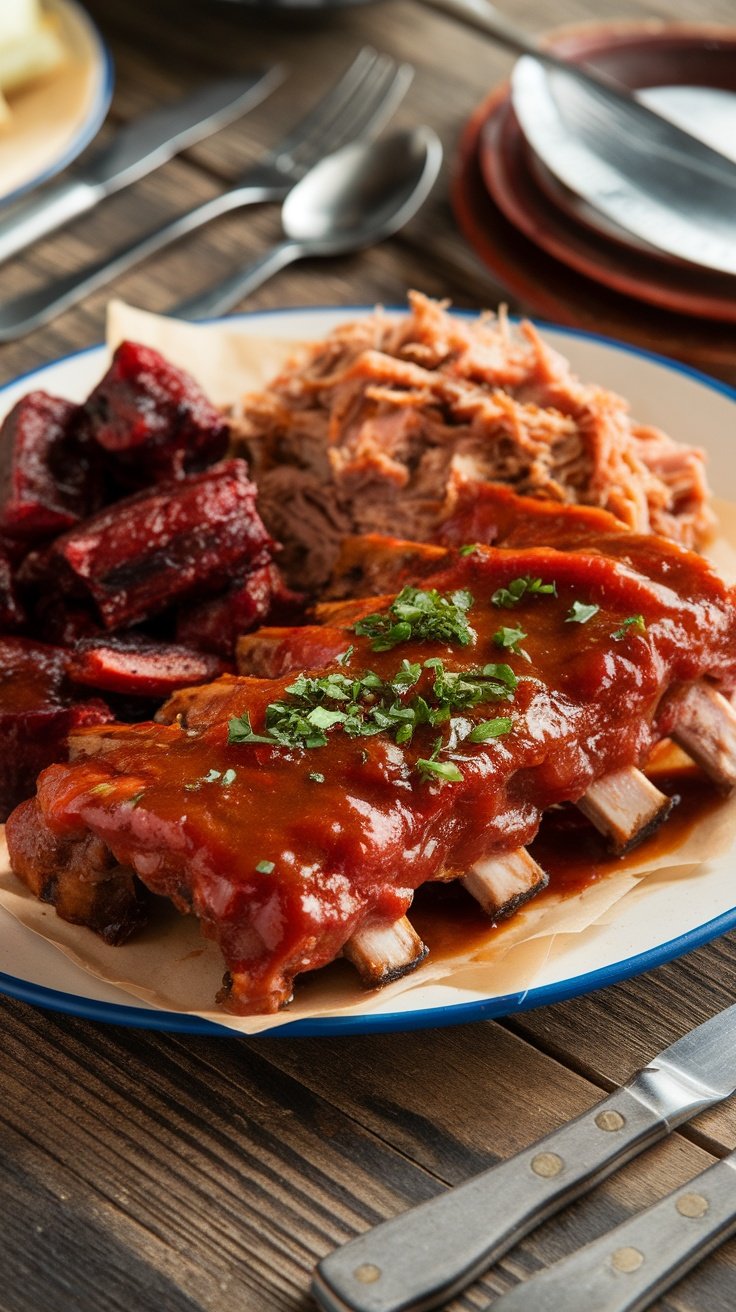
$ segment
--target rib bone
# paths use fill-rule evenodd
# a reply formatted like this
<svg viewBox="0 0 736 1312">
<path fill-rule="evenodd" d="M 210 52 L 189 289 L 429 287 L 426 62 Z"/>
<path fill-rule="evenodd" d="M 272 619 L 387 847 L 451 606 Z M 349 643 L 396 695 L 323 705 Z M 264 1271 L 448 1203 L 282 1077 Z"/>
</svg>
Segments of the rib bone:
<svg viewBox="0 0 736 1312">
<path fill-rule="evenodd" d="M 393 925 L 368 925 L 357 930 L 345 944 L 343 955 L 353 963 L 363 983 L 377 989 L 415 970 L 428 951 L 406 916 L 402 916 Z"/>
<path fill-rule="evenodd" d="M 510 916 L 535 893 L 547 887 L 549 877 L 529 855 L 518 847 L 505 856 L 478 861 L 460 880 L 487 915 L 494 920 Z"/>
<path fill-rule="evenodd" d="M 633 765 L 598 779 L 577 803 L 618 856 L 648 838 L 674 805 Z"/>
<path fill-rule="evenodd" d="M 671 736 L 719 788 L 736 786 L 736 711 L 715 688 L 697 683 L 679 695 Z"/>
</svg>

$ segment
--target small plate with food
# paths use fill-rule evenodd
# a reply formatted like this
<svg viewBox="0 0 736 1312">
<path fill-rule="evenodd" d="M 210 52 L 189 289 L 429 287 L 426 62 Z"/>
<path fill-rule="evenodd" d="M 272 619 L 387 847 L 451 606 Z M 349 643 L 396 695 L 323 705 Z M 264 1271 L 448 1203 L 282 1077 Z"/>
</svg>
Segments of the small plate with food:
<svg viewBox="0 0 736 1312">
<path fill-rule="evenodd" d="M 0 392 L 6 992 L 410 1028 L 736 925 L 728 388 L 419 294 L 111 350 Z"/>
<path fill-rule="evenodd" d="M 110 107 L 113 65 L 76 0 L 0 5 L 0 204 L 66 168 Z"/>
</svg>

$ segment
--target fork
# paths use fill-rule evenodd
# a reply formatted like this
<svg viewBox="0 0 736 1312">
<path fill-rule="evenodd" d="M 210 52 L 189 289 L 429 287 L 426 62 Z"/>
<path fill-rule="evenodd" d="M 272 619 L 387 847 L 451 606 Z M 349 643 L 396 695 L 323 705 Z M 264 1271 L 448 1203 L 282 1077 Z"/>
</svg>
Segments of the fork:
<svg viewBox="0 0 736 1312">
<path fill-rule="evenodd" d="M 0 341 L 14 341 L 76 305 L 139 261 L 246 205 L 284 200 L 295 183 L 322 159 L 358 137 L 377 136 L 409 89 L 414 70 L 369 46 L 358 52 L 338 82 L 293 131 L 251 165 L 234 186 L 138 237 L 76 273 L 24 292 L 0 305 Z"/>
</svg>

━━━━━━━━━━━━━━━━━━━━━━━━━━━━━━

• _TASK TO COMPLETE_:
Starting with the top line, write out all the data above exactly; keep the pictures out.

• _EXPECTED ANSWER_:
$ segment
--target rib bone
# paths use fill-rule evenodd
# a reply formatted like this
<svg viewBox="0 0 736 1312">
<path fill-rule="evenodd" d="M 210 52 L 189 289 L 429 287 L 426 62 Z"/>
<path fill-rule="evenodd" d="M 272 619 L 387 847 L 451 606 Z M 349 643 L 396 695 L 323 705 Z M 264 1271 L 448 1203 L 282 1077 Z"/>
</svg>
Segments of the rib bone:
<svg viewBox="0 0 736 1312">
<path fill-rule="evenodd" d="M 393 925 L 368 925 L 357 930 L 345 944 L 343 955 L 353 963 L 363 983 L 377 989 L 415 970 L 428 951 L 406 916 L 402 916 Z"/>
<path fill-rule="evenodd" d="M 510 916 L 535 893 L 547 887 L 549 877 L 529 855 L 518 847 L 505 856 L 478 861 L 460 880 L 487 915 L 494 920 Z"/>
<path fill-rule="evenodd" d="M 633 765 L 598 779 L 577 803 L 618 856 L 648 838 L 674 805 Z"/>
<path fill-rule="evenodd" d="M 671 736 L 719 788 L 736 786 L 736 711 L 715 688 L 697 683 L 679 695 Z"/>
</svg>

$ segment
--target small plate with food
# paths use fill-rule evenodd
# a reply formatted like this
<svg viewBox="0 0 736 1312">
<path fill-rule="evenodd" d="M 210 52 L 189 289 L 429 287 L 426 62 Z"/>
<path fill-rule="evenodd" d="M 272 619 L 387 847 L 451 606 Z M 349 643 L 396 695 L 323 705 Z M 264 1271 L 448 1203 L 282 1077 Z"/>
</svg>
Segments of the small plate with food:
<svg viewBox="0 0 736 1312">
<path fill-rule="evenodd" d="M 0 392 L 6 992 L 410 1028 L 736 925 L 728 388 L 419 294 L 111 350 Z"/>
<path fill-rule="evenodd" d="M 110 107 L 113 65 L 76 0 L 0 5 L 0 204 L 66 168 Z"/>
</svg>

$ segment
--target fork
# paths use fill-rule evenodd
# a reply formatted like this
<svg viewBox="0 0 736 1312">
<path fill-rule="evenodd" d="M 210 52 L 189 289 L 429 287 L 426 62 Z"/>
<path fill-rule="evenodd" d="M 272 619 L 387 847 L 451 606 Z M 349 643 L 396 695 L 323 705 Z M 264 1271 L 448 1203 L 282 1077 Z"/>
</svg>
Segments of the fork:
<svg viewBox="0 0 736 1312">
<path fill-rule="evenodd" d="M 0 341 L 14 341 L 76 305 L 139 261 L 246 205 L 284 200 L 295 183 L 322 159 L 358 137 L 377 136 L 409 89 L 414 70 L 369 46 L 358 52 L 338 82 L 293 131 L 251 165 L 234 186 L 138 237 L 76 273 L 24 292 L 0 305 Z"/>
</svg>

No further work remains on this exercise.